What you have to do —
Make an exact copy of all the entries shown below.
--- START ---
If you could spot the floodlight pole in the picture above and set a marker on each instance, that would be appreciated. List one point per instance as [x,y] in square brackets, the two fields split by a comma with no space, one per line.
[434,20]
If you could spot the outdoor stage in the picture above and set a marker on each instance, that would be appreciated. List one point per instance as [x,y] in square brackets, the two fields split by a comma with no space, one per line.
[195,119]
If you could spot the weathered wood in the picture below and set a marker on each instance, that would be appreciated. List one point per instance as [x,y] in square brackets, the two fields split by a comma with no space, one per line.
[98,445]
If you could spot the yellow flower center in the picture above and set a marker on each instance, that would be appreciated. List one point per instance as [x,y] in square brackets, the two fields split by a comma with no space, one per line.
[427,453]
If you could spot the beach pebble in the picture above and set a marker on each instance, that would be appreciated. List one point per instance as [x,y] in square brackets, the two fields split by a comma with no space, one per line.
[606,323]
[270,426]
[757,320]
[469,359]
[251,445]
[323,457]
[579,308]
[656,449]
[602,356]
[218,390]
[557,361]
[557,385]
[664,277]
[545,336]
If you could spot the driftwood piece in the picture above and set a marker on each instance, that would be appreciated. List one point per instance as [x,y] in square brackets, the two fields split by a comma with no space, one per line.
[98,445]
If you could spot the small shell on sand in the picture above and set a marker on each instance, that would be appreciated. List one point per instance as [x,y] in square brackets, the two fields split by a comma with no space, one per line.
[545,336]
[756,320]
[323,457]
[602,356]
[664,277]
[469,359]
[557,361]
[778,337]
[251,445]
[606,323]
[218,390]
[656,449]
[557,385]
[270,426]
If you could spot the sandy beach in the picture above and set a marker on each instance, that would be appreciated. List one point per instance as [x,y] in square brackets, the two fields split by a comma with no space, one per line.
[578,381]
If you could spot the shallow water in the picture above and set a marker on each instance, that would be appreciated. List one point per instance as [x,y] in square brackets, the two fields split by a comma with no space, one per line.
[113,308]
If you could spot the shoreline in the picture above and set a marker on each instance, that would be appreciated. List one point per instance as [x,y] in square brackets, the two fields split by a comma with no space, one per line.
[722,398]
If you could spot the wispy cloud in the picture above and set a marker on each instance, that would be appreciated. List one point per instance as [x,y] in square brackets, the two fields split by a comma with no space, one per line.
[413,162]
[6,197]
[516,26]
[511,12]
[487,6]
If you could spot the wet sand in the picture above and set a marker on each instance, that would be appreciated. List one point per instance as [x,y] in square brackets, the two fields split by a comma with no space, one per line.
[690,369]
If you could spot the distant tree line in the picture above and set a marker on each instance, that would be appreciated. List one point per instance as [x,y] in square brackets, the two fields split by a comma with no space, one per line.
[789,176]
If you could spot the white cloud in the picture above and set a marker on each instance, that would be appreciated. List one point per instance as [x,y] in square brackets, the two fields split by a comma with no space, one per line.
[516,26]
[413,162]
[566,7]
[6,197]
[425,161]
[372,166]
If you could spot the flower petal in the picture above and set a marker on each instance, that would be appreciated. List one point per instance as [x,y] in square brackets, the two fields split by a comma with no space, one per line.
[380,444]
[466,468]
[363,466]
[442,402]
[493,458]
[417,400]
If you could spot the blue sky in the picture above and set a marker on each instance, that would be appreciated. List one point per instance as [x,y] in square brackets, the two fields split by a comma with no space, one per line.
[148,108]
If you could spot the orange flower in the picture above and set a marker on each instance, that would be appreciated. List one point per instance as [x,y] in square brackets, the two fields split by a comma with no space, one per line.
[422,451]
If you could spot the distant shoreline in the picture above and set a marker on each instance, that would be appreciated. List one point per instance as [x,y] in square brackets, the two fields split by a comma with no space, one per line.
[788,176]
--- END ---
Task result —
If you could spot the floodlight pole in the picture above and set a marker on each instance, that would be appreciated. List one point per instance as [x,y] in square brackets, the two fields split by a comma with no space, one per line.
[434,20]
If you could spot the outdoor stage in the picture above and set a marker on each instance, that would be appreciated. List one point per instance as [x,y] in square brackets, the two fields split by a comma with no space, one per line.
[195,119]
If you could spot the weathered wood in the picture below and set a marker on each instance, that would be appreciated. List one point per instance as [x,y] in square brackets, the two fields split by a comma with no space, one per line.
[98,445]
If you could spot the yellow flower center in the picture above and set a marker on each instance, that would be appreciated. List one point per instance as [x,y] in square brackets, the two fields split by a comma with no space, one per line.
[427,453]
If you could spot the beach pebble in the picture above and set a marker on each instance, that would be appreciated. List one point per instance as [x,y] in square brackets, the two fields split by a comma with no space, one per line.
[606,323]
[270,426]
[757,320]
[469,359]
[251,445]
[323,457]
[579,308]
[656,449]
[602,356]
[218,390]
[557,361]
[557,385]
[664,277]
[545,336]
If you could spot the driftwood piece in the picture above and set a marker on each instance, that would be appreciated. List one point per instance as [x,y] in square brackets, the two fields split by a comma with no space, one per line.
[98,445]
If you could spot the small shell on sand in the picture above and set a marker on each instance, that would be appreciated. List one point per instance as [x,y] in square brackets, the two fields split by a comma with no space, one per line.
[545,336]
[756,320]
[323,457]
[602,356]
[664,277]
[469,359]
[557,361]
[778,337]
[251,445]
[606,323]
[218,390]
[656,449]
[557,385]
[270,426]
If you could spot the sandy beach in the picture above and set a marker on each instance, that would be appreciated. List one point per instance as [x,y] in square brackets, the two fields split by a comma with no space, one per line.
[578,381]
If you could spot the shallow water in the picture above and set a marker on each instance, that would be appreciated. List one point per instance as [x,y] in square brackets, the two fields split by a comma with no space, one per line.
[113,308]
If you could spot the shoreline in the picture above and set a marker on each instance, that would be appreciated. List one point per instance as [x,y] in square brackets, the two fields split by a comma with no space, one per line.
[722,398]
If you could spot the wispy cloud in the picture above and set a marker on each instance, that would be appreciated. List one point per instance as [x,y] in square brackets, the two fields split by a comma with no space, one per line.
[413,162]
[6,197]
[516,26]
[511,12]
[487,6]
If you could spot the wet sand in the picture above and set a marker on each instance, that would be appreciated. List one point per instance as [x,y] in square brackets, the two fields split by a comma with no space, one per line.
[690,369]
If you could spot the distant tree line in the picture above and set a marker on each instance, that would be appreciated. List one point per instance as [x,y] in square brackets, the two fields split by a comma with no space, one per line.
[789,176]
If you could spot the white cloud in the picture above and set a marker on each instance, that would be appreciated. List one point per instance as [x,y] in square brackets, the two fields split by a comma with no space, one per line.
[516,26]
[413,162]
[566,7]
[6,197]
[425,161]
[372,166]
If you could spot the flower petal in the picture above and set a marker on each instance, that would be appreciated. List one point per instance as [x,y] in square brackets, the two fields split by a comma with no space, one per line.
[380,444]
[466,468]
[363,466]
[442,402]
[493,458]
[417,400]
If you could spot the blue sky in the picture above and set a marker on each instance, that would be appreciated. List one point per instance as [x,y] in square brackets, the two fields split by a comma with no space, one per line.
[148,108]
If you could spot the orange flower in the picture above and set a marker on each instance, that would be appreciated. List one point per instance as [x,y] in square brackets, the two fields split by a comma with no space, one per line.
[422,451]
If you could spot the distant shoreline in the picture above and set a marker on each instance, that would be appreciated. List one point per instance as [x,y] in square brackets, the two fields split by a comma with no space, one per line.
[788,176]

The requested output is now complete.